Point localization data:
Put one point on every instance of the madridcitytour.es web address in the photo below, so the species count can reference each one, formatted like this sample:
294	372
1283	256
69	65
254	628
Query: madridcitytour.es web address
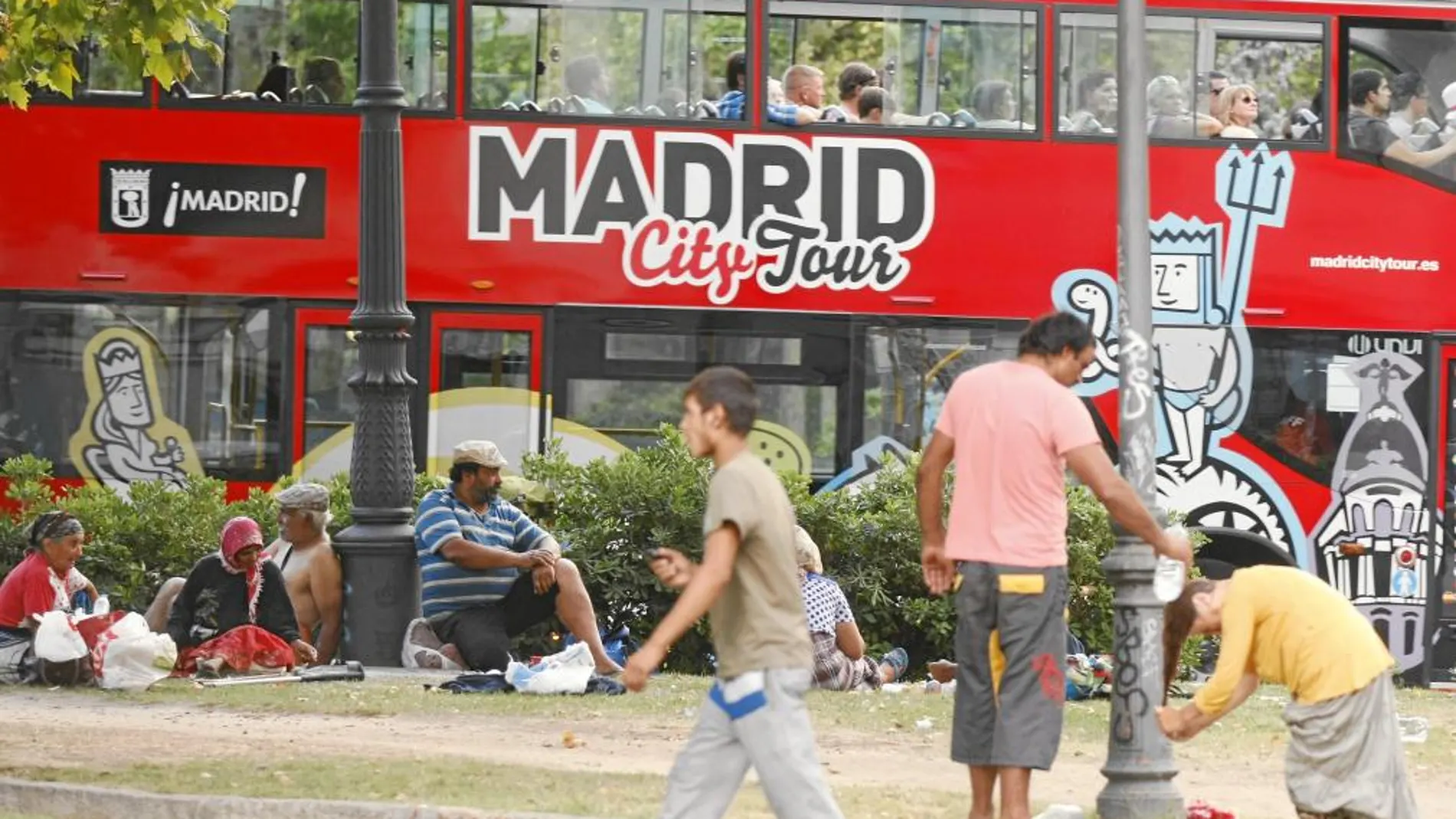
1382	264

→ **WHAT YOU ARE ASKED TO DO**
The pictures stay out of the copy. Set down the entries above precisely.

→ **WRITTEN RESPONSE**
Put one point on every instance of the madridcitytour.es web address in the photo below, so the species count can reference each one, formatted like this sample:
294	372
1283	256
69	65
254	628
Query: madridcitytour.es web address
1382	264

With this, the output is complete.